What to work on: Set the data down again, exactly as it reads, but without the pictures.

☆ ☆ ☆ ☆ ☆

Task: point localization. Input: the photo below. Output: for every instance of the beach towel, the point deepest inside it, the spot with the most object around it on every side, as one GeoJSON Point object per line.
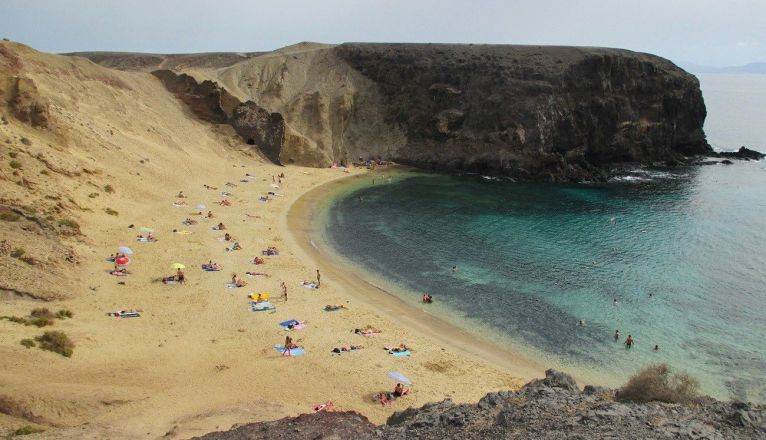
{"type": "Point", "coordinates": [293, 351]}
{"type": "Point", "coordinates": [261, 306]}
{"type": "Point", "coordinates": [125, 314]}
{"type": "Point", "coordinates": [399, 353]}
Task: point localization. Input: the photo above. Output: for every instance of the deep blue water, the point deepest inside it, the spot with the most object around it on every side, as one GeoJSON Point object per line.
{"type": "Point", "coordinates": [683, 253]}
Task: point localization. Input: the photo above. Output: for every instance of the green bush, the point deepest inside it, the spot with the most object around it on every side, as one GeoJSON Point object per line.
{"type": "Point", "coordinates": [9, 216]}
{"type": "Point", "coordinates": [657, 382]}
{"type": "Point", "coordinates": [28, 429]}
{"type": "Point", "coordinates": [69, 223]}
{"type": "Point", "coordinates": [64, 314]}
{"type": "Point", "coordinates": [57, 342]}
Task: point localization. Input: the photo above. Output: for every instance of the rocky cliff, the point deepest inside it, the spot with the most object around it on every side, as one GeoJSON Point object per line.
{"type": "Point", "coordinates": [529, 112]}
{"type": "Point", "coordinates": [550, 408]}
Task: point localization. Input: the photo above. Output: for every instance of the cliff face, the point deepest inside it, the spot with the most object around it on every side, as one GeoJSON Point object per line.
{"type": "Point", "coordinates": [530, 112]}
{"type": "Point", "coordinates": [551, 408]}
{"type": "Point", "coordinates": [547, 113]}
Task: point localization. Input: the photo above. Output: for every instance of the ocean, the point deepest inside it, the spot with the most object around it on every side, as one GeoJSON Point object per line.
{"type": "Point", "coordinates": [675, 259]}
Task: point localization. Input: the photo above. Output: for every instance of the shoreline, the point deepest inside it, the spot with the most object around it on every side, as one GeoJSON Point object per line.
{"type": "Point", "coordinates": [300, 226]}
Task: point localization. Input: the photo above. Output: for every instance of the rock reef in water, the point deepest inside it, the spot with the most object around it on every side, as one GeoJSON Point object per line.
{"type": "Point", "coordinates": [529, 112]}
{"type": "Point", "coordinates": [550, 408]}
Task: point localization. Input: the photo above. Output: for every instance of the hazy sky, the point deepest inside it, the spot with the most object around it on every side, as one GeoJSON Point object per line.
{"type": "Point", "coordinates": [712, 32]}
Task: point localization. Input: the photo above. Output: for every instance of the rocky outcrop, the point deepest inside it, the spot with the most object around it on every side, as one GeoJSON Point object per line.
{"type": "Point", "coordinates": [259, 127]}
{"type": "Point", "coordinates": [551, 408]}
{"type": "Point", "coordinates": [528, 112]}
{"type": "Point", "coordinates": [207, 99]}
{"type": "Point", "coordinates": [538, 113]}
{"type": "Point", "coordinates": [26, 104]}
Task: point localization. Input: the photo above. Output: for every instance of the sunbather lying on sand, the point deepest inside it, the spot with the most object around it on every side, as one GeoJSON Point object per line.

☆ ☆ ☆ ☆ ☆

Output below:
Task: point localization. Input: the photo below. Output: for every instance of the beach towel, the point deepest inside it, the spot with the most object around it on every side, as one GeoJSON Point object per line.
{"type": "Point", "coordinates": [293, 351]}
{"type": "Point", "coordinates": [261, 306]}
{"type": "Point", "coordinates": [125, 314]}
{"type": "Point", "coordinates": [399, 353]}
Task: point localization. Input: the photo above. Output: for every instance of the deep blue water, the point deepest inside it, the spot with the most object around it on every side, as one GeoJSON Point object per line.
{"type": "Point", "coordinates": [683, 253]}
Task: point localization. Input: the photo above. Output: for every instance of the green bush, the point deepest inside it, the spot with the most object around it on every side, as one GeoJSON Point object per line.
{"type": "Point", "coordinates": [9, 216]}
{"type": "Point", "coordinates": [657, 382]}
{"type": "Point", "coordinates": [28, 429]}
{"type": "Point", "coordinates": [69, 223]}
{"type": "Point", "coordinates": [64, 314]}
{"type": "Point", "coordinates": [57, 342]}
Task: point localization. Input: the photo above. Output: for every instance of the rocky cliff, the point deepest inside it, the spot with the most object around it on every side, as one GeoJSON Point object per line.
{"type": "Point", "coordinates": [529, 112]}
{"type": "Point", "coordinates": [550, 408]}
Task: point localization. Input: the photo above. Output: for every instance of the cliff face, the point deepest inside it, the spot with the most object around it on every side, as one GeoJSON Point object per line.
{"type": "Point", "coordinates": [530, 112]}
{"type": "Point", "coordinates": [551, 408]}
{"type": "Point", "coordinates": [547, 113]}
Task: point localization. Input: the photo above. Output: for every instance of the ocean, the point deepest inside it, the spot with the most object around it on every side, as one GeoJSON Point object per line.
{"type": "Point", "coordinates": [675, 259]}
Task: point localization. Input: the photo above. Output: for every instance of the shoreline, the point deepest inside it, the spot with the most object around it on every side, as one GeoJSON Point object per line.
{"type": "Point", "coordinates": [300, 226]}
Task: point localization. Input: the photo above. Output: for every instance of the rock reef in water, the point deepest inside it, the spot with the most object around it on every side, as one GeoJSON Point object per line.
{"type": "Point", "coordinates": [529, 112]}
{"type": "Point", "coordinates": [550, 408]}
Task: point localization. Input: the photo above. Output: for every instance of the hazy sky, the point deepest inside it, the spot with the most object around it on every side, as one GeoJSON Point object per line.
{"type": "Point", "coordinates": [712, 32]}
Task: point localization. Input: the photo above. Output: for every instance of the rocky outcrop, the point deepest inside it, the spot with the most object around it on every side, as one GeoJSON Point object per line.
{"type": "Point", "coordinates": [259, 127]}
{"type": "Point", "coordinates": [551, 408]}
{"type": "Point", "coordinates": [528, 112]}
{"type": "Point", "coordinates": [207, 99]}
{"type": "Point", "coordinates": [538, 113]}
{"type": "Point", "coordinates": [26, 104]}
Task: point localization. Input: the photo above. Output: for every instance of the sunbather lying on sand, the point deepest inside it, the spot with the most object around it on every side, as one GeoJSON Point object per line.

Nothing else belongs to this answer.